Opdracht 1
Stemmen de uitspraken (a), (b) en (c) overeen met het artikel over aangemelde instanties? Antwoord per uitspraak met ja of nee en citeer letterlijk de woorden uit het artikel die de doorslag geven.
(a) Artikel 33 is geldend vanaf 17-08-2023.
(b) Een aangemelde instantie houdt bij conformiteitsbeoordelingen rekening met de omvang van de onderneming.
(c) Het artikel valt onder het vakgebied arbeidsrecht.
Opdracht 2
Beantwoord de volgende vragen over het artikel over aangemelde instanties.
(a) Welke richtlijn wordt door de verordening ingetrokken?
(b) Overeenkomstig welk artikel wordt het toepassingsgebied van de aanmelding bepaald?
(c) Wat eerbiedigt de aangemelde instantie hoe dan ook?
Opdracht 3
Schrijf het artikel over aangemelde instanties verder, te beginnen na het laatste getoonde punt.

Aangeleverde tekst
----------

Einde inhoudsopgave
Verordening (EU) 2023/1542 inzake batterijen en afgedankte batterijen, tot wijziging van Richtlijn 2008/98/EG en Verordening (EU) 2019/1020 en tot intrekking van Richtlijn 2006/66/EG
Artikel 33 Operationele verplichtingen van aangemelde instanties
Geldend
Geldend vanaf 17-08-2023
- Bronpublicatie:
12-07-2023, PbEU 2023, L 191 (uitgifte: 28-07-2023, regelingnummer: 2023/1542)
- Inwerkingtreding
17-08-2023
- Bronpublicatie inwerkingtreding:
12-07-2023, PbEU 2023, L 191 (uitgifte: 28-07-2023, regelingnummer: 2023/1542)
- Vakgebied(en)
Milieurecht / Afval
1.
Een aangemelde instantie voert conformiteitsbeoordelingen uit volgens de conformiteitsbeoordelingsprocedures van artikel 48, lid 2, artikel 51 of bijlage VIII, zoals bepaald door het toepassingsgebied van de aanmelding overeenkomstig artikel 29.
2.
Een aangemelde instantie voert conformiteitsbeoordelingen op evenredige wijze uit, waarbij zij marktdeelnemers niet onnodig belast en naar behoren rekening houdt met de omvang van de onderneming, de sector waarin de onderneming actief is, haar structuur, de relatieve complexiteit van de te beoordelen batterij en het massa- of seriële karakter van het productieproces. De aangemelde instantie eerbiedigt hoe dan ook de striktheid en het beschermingsniveau die nodig zijn opdat de batterij en de marktdeelnemers voldoen aan deze verordening.
3.

----------

[Beschrijvingen van regio's in natuurlijke taal]
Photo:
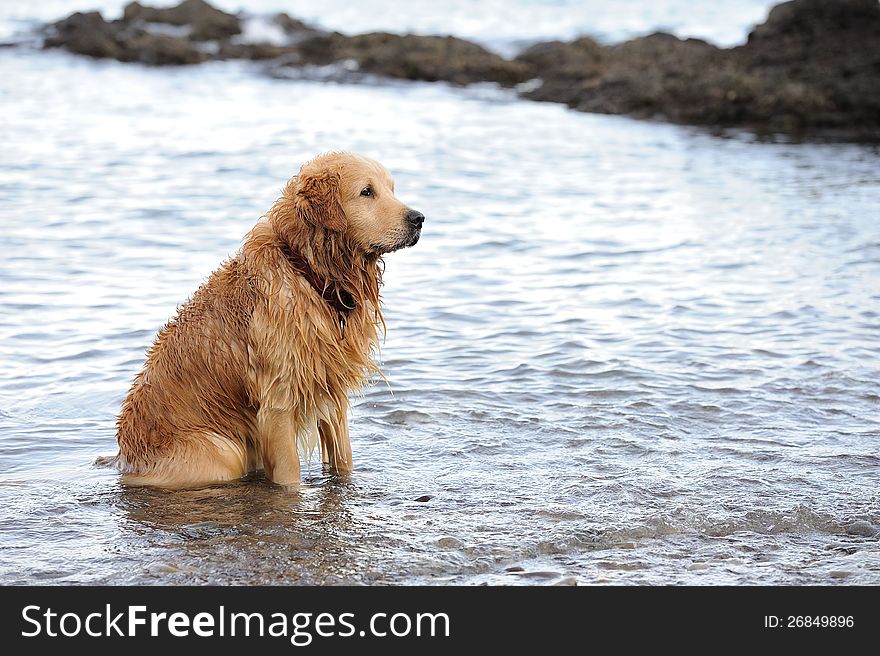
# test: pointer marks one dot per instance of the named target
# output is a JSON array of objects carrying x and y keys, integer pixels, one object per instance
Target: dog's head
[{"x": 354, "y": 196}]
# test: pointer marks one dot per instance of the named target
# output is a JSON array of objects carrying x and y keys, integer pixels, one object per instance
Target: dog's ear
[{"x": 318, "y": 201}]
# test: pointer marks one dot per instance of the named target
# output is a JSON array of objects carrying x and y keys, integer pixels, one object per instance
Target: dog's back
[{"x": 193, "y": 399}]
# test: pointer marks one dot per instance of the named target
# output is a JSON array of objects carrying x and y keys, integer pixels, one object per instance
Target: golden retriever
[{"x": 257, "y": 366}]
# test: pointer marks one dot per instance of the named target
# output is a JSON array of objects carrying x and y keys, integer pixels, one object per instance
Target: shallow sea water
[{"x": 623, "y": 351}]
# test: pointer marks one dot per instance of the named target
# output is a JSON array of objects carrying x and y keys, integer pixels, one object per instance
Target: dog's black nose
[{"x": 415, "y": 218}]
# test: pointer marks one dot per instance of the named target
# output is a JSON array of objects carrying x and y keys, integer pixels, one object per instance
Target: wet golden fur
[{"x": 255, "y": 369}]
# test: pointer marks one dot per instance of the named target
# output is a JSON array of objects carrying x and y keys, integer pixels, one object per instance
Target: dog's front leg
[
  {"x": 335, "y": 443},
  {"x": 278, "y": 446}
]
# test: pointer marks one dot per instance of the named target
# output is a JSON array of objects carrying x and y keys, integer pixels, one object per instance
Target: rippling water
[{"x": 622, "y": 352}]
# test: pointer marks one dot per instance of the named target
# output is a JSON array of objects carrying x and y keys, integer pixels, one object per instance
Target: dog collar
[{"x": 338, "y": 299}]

----------

Resultaat opdracht 1
(a) Ja: "Geldend vanaf 17-08-2023"
(b) Ja: "naar behoren rekening houdt met de omvang van de onderneming"
(c) Nee: "Milieurecht / Afval"

Resultaat opdracht 2
(a) Richtlijn 2006/66/EG
(b) Artikel 29
(c) De striktheid en het beschermingsniveau die nodig zijn opdat de batterij en de marktdeelnemers voldoen aan deze verordening.

Resultaat opdracht 3
Indien een aangemelde instantie vaststelt dat niet is voldaan aan de toepasselijke eisen van de artikelen 6 tot en met 10 en de artikelen 12, 13, 14, 49 en 50, de in artikel 15 bedoelde overeenkomstige geharmoniseerde normen, de in artikel 16 bedoelde gemeenschappelijke specificaties of andere technische specificaties, vereist zij van de fabrikant of andere betrokken marktdeelnemer dat die passende corrigerende maatregelen neemt om te anticiperen op een tweede, definitieve conformiteitsbeoordeling, tenzij de tekortkomingen niet kunnen worden verholpen. Indien de tekortkomingen niet kunnen worden verholpen, geeft de aanmeldende instantie het conformiteitscertificaat of het goedkeuringsbesluit niet af.
4.
Indien een aangemelde instantie bij het toezicht op de conformiteit na de afgifte van een goedkeuringsbesluit vaststelt dat niet langer aan de eisen wordt voldaan, vereist zij van de fabrikant of de in artikel 48, lid 1, bedoelde marktdeelnemer, naargelang het geval, dat die passende corrigerende maatregelen neemt, en schorst zij het goedkeuringsbesluit zo nodig of trekt zij het zo nodig in.
5.
Indien er geen corrigerende maatregelen als bedoeld in lid 4 worden genomen of die niet het vereiste effect hebben, wordt het goedkeuringsbesluit door de aangemelde instantie naargelang het geval beperkt, geschorst of ingetrokken.